-------- Document extract

So, since then, we constantly optimizing, constantly improving hot path in our code, because at the end of the day, we want to support huge clusters with huge volume data. You can imagine that especially in some industries like gaming industry and AdTech industry, we're seeing dozens of millions of APIs per second, and we need to ingest all that, pass it, correlate with metrics, understand baselines, detect errors, send databases, all of that.
And all that happen at the node level of our customers and we don't want to interfere with that. So, a lot of hard work in terms of performance in there.
Eden: When you're engaging with a new engineering team or a new customer, because I know you had mentioned like you can basically go head to head with Datadog or OpenTelemetry or I think New Relic as well. I saw in the blog post that you guys wrote about like Flora's capabilities.
Do you actually engage with customers where they can be using both, for example, Datadog and Flora side by side and you're able to demonstrate very obvious efficiency and improvements compared to that? Or how do engineering teams get to know Flora assuming they're using an existing observability platform already?
Yechezkel: Oh, yeah, absolutely. It happens a lot. We're talking to an engineering team, they're using New Relic and they say, all right, let's run Groundcover, it's easy. And two minutes later, they can see head to head comparison between their New Relic agent or SDK and Flora Groundcover sensor.
What also interesting is that they can also one day, remove the New Relic SDK or Datadog SDK, they also see another beneficial about their latency decrease. So, they can also measure things after they remove the instrumentation. And most of the people that we talked to already know that. They already had this kind of trade off.

----------------
-------- Data listing

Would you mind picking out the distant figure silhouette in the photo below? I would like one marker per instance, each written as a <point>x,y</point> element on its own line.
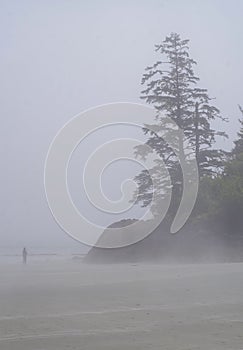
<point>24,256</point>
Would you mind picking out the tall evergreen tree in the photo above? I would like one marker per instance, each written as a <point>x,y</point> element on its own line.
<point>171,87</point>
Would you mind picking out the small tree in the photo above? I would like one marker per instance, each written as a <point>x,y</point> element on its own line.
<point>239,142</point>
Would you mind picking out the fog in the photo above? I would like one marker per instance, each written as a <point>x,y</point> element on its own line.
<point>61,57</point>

----------------
-------- Data listing

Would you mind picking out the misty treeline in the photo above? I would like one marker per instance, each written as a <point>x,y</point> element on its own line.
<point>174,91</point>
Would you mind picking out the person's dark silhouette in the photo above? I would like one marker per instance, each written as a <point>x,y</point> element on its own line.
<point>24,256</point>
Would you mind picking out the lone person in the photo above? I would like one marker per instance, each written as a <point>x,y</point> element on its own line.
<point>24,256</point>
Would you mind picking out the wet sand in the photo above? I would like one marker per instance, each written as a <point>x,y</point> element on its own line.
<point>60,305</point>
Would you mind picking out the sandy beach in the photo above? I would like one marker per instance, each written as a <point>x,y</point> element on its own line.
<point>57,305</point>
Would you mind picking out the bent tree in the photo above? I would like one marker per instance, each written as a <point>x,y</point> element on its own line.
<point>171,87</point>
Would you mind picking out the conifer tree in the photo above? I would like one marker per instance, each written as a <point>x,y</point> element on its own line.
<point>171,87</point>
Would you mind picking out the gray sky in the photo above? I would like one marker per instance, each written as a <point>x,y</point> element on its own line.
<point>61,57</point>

----------------
-------- Data listing

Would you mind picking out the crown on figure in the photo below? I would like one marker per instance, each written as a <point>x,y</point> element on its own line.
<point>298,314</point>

----------------

- **Exercise goal**: Copy out the interview excerpt about Groundcover's Flora sensor word for word, from start to finish.

- **Solved exercise**:
So, since then, we constantly optimizing, constantly improving hot path in our code, because at the end of the day, we want to support huge clusters with huge volume data. You can imagine that especially in some industries like gaming industry and AdTech industry, we're seeing dozens of millions of APIs per second, and we need to ingest all that, pass it, correlate with metrics, understand baselines, detect errors, send databases, all of that.
And all that happen at the node level of our customers and we don't want to interfere with that. So, a lot of hard work in terms of performance in there.
Eden: When you're engaging with a new engineering team or a new customer, because I know you had mentioned like you can basically go head to head with Datadog or OpenTelemetry or I think New Relic as well. I saw in the blog post that you guys wrote about like Flora's capabilities.
Do you actually engage with customers where they can be using both, for example, Datadog and Flora side by side and you're able to demonstrate very obvious efficiency and improvements compared to that? Or how do engineering teams get to know Flora assuming they're using an existing observability platform already?
Yechezkel: Oh, yeah, absolutely. It happens a lot. We're talking to an engineering team, they're using New Relic and they say, all right, let's run Groundcover, it's easy. And two minutes later, they can see head to head comparison between their New Relic agent or SDK and Flora Groundcover sensor.
What also interesting is that they can also one day, remove the New Relic SDK or Datadog SDK, they also see another beneficial about their latency decrease. So, they can also measure things after they remove the instrumentation. And most of the people that we talked to already know that. They already had this kind of trade off.